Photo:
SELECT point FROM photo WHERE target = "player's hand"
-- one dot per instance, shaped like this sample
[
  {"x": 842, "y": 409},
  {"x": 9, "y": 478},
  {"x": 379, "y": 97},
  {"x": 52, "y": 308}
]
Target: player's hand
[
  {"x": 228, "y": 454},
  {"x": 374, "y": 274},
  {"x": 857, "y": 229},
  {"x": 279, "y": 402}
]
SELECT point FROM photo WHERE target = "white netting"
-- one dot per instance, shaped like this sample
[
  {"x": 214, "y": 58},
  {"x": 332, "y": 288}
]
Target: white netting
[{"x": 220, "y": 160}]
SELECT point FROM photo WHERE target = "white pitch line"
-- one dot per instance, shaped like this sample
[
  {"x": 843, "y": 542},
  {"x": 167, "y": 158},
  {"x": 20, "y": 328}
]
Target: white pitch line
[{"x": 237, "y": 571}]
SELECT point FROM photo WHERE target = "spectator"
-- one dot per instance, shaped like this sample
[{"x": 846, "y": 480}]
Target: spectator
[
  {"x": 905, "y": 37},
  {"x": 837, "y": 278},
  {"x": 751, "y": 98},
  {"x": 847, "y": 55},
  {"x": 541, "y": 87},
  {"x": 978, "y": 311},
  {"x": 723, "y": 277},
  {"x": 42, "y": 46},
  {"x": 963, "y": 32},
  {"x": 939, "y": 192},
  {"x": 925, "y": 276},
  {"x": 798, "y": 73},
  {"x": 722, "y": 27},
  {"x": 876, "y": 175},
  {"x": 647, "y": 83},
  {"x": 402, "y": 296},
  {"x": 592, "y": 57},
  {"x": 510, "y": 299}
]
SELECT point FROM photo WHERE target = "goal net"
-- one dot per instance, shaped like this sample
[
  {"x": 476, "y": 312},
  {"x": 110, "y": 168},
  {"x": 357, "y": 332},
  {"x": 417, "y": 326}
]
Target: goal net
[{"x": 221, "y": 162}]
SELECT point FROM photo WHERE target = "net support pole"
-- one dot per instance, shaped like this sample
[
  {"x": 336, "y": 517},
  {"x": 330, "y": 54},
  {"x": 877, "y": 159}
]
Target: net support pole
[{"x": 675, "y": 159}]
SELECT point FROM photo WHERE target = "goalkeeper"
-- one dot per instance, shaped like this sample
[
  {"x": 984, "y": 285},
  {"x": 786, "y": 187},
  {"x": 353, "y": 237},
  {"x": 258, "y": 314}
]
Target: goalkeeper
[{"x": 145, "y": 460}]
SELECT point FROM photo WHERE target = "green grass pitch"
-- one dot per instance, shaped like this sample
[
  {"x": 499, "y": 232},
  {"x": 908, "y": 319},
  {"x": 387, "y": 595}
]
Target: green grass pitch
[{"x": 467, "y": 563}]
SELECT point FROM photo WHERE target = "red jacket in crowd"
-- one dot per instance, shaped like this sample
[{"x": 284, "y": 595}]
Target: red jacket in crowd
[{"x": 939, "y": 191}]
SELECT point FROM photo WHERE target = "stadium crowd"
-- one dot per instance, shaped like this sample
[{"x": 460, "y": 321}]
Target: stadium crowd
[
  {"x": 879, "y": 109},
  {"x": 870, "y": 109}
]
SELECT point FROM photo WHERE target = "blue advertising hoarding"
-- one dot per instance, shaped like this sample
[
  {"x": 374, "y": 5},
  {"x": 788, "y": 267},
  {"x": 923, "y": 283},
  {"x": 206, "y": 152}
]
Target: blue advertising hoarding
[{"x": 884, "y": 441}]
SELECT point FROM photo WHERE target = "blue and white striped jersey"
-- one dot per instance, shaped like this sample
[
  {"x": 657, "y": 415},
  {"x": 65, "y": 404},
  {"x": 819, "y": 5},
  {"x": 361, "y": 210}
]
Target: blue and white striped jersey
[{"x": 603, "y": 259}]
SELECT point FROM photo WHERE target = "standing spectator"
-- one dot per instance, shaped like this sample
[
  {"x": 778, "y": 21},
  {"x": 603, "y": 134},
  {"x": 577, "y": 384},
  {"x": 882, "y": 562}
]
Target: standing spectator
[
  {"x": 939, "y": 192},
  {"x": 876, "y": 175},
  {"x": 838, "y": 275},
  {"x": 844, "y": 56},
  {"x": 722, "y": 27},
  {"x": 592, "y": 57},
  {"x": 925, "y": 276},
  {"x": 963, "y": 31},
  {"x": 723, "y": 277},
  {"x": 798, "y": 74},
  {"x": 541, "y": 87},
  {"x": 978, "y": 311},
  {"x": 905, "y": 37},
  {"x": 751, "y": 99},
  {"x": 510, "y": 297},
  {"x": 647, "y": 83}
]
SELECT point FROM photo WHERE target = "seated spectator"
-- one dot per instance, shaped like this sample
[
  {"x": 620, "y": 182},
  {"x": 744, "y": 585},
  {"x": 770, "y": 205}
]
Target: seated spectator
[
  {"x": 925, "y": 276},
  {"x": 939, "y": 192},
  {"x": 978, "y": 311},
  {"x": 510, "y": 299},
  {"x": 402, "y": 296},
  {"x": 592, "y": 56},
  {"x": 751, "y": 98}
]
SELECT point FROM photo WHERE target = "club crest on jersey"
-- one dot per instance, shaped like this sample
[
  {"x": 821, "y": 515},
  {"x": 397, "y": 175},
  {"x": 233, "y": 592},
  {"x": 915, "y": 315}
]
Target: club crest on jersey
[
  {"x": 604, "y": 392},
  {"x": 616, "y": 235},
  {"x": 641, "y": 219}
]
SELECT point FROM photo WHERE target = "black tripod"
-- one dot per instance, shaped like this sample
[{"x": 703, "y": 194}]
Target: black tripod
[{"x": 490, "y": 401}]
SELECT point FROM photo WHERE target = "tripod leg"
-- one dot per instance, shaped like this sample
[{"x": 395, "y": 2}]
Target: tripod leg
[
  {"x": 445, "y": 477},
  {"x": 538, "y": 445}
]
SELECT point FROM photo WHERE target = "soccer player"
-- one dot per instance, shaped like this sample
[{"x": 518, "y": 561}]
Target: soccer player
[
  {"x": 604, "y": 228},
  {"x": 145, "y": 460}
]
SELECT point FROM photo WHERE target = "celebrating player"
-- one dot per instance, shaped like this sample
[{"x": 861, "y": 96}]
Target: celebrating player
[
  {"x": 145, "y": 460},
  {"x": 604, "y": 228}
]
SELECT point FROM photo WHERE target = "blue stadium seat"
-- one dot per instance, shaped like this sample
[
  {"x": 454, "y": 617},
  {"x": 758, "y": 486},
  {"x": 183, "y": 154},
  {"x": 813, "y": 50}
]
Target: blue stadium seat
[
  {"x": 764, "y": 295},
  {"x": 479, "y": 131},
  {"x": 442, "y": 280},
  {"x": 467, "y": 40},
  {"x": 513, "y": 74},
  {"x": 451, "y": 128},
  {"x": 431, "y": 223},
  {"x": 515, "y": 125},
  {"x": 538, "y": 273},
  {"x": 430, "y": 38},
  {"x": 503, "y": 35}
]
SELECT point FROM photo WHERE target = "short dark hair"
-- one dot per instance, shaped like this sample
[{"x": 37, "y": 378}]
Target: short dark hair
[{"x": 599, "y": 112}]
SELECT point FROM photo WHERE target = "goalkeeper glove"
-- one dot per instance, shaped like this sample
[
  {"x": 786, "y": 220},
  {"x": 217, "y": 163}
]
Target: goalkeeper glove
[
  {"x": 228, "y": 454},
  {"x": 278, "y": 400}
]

Set problem » Reproduce every line of the material above exactly.

Task answer »
Photo:
SELECT point FROM photo WHERE target = "player's hand"
-- one dot per instance, shaped like this sample
[
  {"x": 842, "y": 409},
  {"x": 9, "y": 478},
  {"x": 379, "y": 97},
  {"x": 52, "y": 308}
]
Target: player's hand
[
  {"x": 228, "y": 454},
  {"x": 374, "y": 274},
  {"x": 857, "y": 229},
  {"x": 279, "y": 402}
]
SELECT point FROM photo WHERE target = "white netting"
-- one dot per instance, shaped like this sample
[
  {"x": 214, "y": 58},
  {"x": 332, "y": 288}
]
Target: white netting
[{"x": 220, "y": 160}]
SELECT point FROM photo WHERE target = "white pitch line"
-- one dot per instance, shaped like this sample
[
  {"x": 843, "y": 542},
  {"x": 167, "y": 158},
  {"x": 20, "y": 328}
]
Target: white pitch line
[{"x": 237, "y": 571}]
SELECT point FROM photo WHERE target = "spectator"
-- one dot per instance, shaped like this sample
[{"x": 846, "y": 480}]
Target: spectator
[
  {"x": 905, "y": 37},
  {"x": 837, "y": 278},
  {"x": 751, "y": 98},
  {"x": 847, "y": 55},
  {"x": 541, "y": 87},
  {"x": 978, "y": 311},
  {"x": 723, "y": 277},
  {"x": 42, "y": 46},
  {"x": 963, "y": 32},
  {"x": 939, "y": 192},
  {"x": 925, "y": 276},
  {"x": 798, "y": 73},
  {"x": 722, "y": 27},
  {"x": 876, "y": 175},
  {"x": 647, "y": 83},
  {"x": 402, "y": 296},
  {"x": 592, "y": 57},
  {"x": 510, "y": 299}
]
SELECT point FROM photo WHERE target = "goal net"
-- one dot per instance, shaped like this sample
[
  {"x": 476, "y": 312},
  {"x": 110, "y": 168},
  {"x": 357, "y": 332},
  {"x": 417, "y": 326}
]
Target: goal net
[{"x": 221, "y": 162}]
SELECT point FROM photo WHERE target = "net support pole"
-- one dot per instance, shaped like this sample
[
  {"x": 336, "y": 517},
  {"x": 330, "y": 54},
  {"x": 877, "y": 159}
]
Target: net support pole
[{"x": 675, "y": 159}]
SELECT point FROM photo WHERE target = "goalkeeper"
-- one dot per instance, shaped like this sample
[
  {"x": 984, "y": 285},
  {"x": 786, "y": 187},
  {"x": 353, "y": 237},
  {"x": 258, "y": 314}
]
Target: goalkeeper
[{"x": 145, "y": 460}]
SELECT point FROM photo WHERE target = "green grass pitch"
-- one dot per instance, shaped like this sample
[
  {"x": 499, "y": 232},
  {"x": 908, "y": 319},
  {"x": 387, "y": 595}
]
Target: green grass pitch
[{"x": 467, "y": 563}]
SELECT point FROM photo WHERE target = "red jacket in crowd"
-- one dot per instance, shaped like this sample
[{"x": 284, "y": 595}]
Target: red jacket in crowd
[{"x": 939, "y": 191}]
SELECT point FROM photo WHERE target = "stadium crowd"
-- one dot per instance, shaped like this sample
[{"x": 460, "y": 321}]
Target: stadium crowd
[
  {"x": 879, "y": 109},
  {"x": 870, "y": 109}
]
SELECT point FROM photo WHERE target = "blue advertising hoarding"
-- one dot per instance, shaped like this sample
[
  {"x": 374, "y": 5},
  {"x": 788, "y": 267},
  {"x": 923, "y": 283},
  {"x": 206, "y": 152}
]
Target: blue advertising hoarding
[{"x": 884, "y": 441}]
SELECT point FROM photo WHERE target = "blue and white striped jersey"
-- one dot per instance, shaped like this sample
[
  {"x": 657, "y": 415},
  {"x": 65, "y": 404},
  {"x": 819, "y": 5},
  {"x": 361, "y": 210}
]
Target: blue and white striped jersey
[{"x": 603, "y": 259}]
SELECT point FROM photo WHERE target = "standing spectator"
-- one dot per instance, shaped like this sample
[
  {"x": 778, "y": 21},
  {"x": 603, "y": 134},
  {"x": 577, "y": 384},
  {"x": 882, "y": 562}
]
Target: standing spectator
[
  {"x": 939, "y": 192},
  {"x": 876, "y": 175},
  {"x": 838, "y": 275},
  {"x": 844, "y": 56},
  {"x": 722, "y": 27},
  {"x": 592, "y": 57},
  {"x": 925, "y": 276},
  {"x": 963, "y": 31},
  {"x": 723, "y": 277},
  {"x": 798, "y": 74},
  {"x": 541, "y": 87},
  {"x": 978, "y": 311},
  {"x": 905, "y": 37},
  {"x": 751, "y": 99},
  {"x": 510, "y": 297},
  {"x": 647, "y": 83}
]
SELECT point FROM photo WHERE target = "seated spectator"
-- one dot per instance, shaped like this sample
[
  {"x": 620, "y": 182},
  {"x": 744, "y": 585},
  {"x": 770, "y": 205}
]
Target: seated spectator
[
  {"x": 925, "y": 276},
  {"x": 939, "y": 192},
  {"x": 978, "y": 311},
  {"x": 510, "y": 299},
  {"x": 402, "y": 296},
  {"x": 592, "y": 56},
  {"x": 751, "y": 98}
]
SELECT point FROM photo WHERE target = "club crest on jersey"
-- one dot per instance, shaped like this sample
[
  {"x": 821, "y": 515},
  {"x": 397, "y": 175},
  {"x": 233, "y": 592},
  {"x": 915, "y": 315}
]
Target: club crest on jersey
[
  {"x": 604, "y": 392},
  {"x": 616, "y": 235},
  {"x": 641, "y": 219}
]
SELECT point FROM photo WHERE target = "black tripod"
-- one dot per instance, shaped like this sample
[{"x": 703, "y": 194}]
Target: black tripod
[{"x": 490, "y": 401}]
SELECT point FROM photo WHERE target = "tripod leg"
-- one dot per instance, shaped like this sample
[{"x": 395, "y": 2}]
Target: tripod leg
[
  {"x": 445, "y": 477},
  {"x": 538, "y": 445}
]
SELECT point FROM photo WHERE target = "soccer player"
-- one dot per instance, shaped like this sample
[{"x": 518, "y": 561}]
Target: soccer player
[
  {"x": 604, "y": 228},
  {"x": 145, "y": 460}
]
SELECT point FROM photo WHERE target = "celebrating player"
-- one dot per instance, shaped like this sample
[{"x": 861, "y": 96}]
Target: celebrating player
[
  {"x": 145, "y": 460},
  {"x": 604, "y": 228}
]
SELECT point FROM photo WHERE target = "blue stadium seat"
-- one dot per instance, shaped like this sample
[
  {"x": 454, "y": 617},
  {"x": 758, "y": 486},
  {"x": 183, "y": 154},
  {"x": 813, "y": 50}
]
Target: blue stadium seat
[
  {"x": 764, "y": 295},
  {"x": 479, "y": 131},
  {"x": 442, "y": 280},
  {"x": 467, "y": 40},
  {"x": 513, "y": 74},
  {"x": 451, "y": 128},
  {"x": 431, "y": 223},
  {"x": 515, "y": 125},
  {"x": 538, "y": 273},
  {"x": 430, "y": 38},
  {"x": 503, "y": 35}
]
SELECT point FROM photo WHERE target = "short dark hair"
-- one dot per instance, shaped like this sample
[{"x": 37, "y": 378}]
Target: short dark hair
[{"x": 599, "y": 112}]
SELECT point FROM photo WHERE target = "goalkeeper glove"
-- one dot per instance, shaped like this sample
[
  {"x": 786, "y": 220},
  {"x": 217, "y": 163}
]
Target: goalkeeper glove
[
  {"x": 228, "y": 454},
  {"x": 278, "y": 400}
]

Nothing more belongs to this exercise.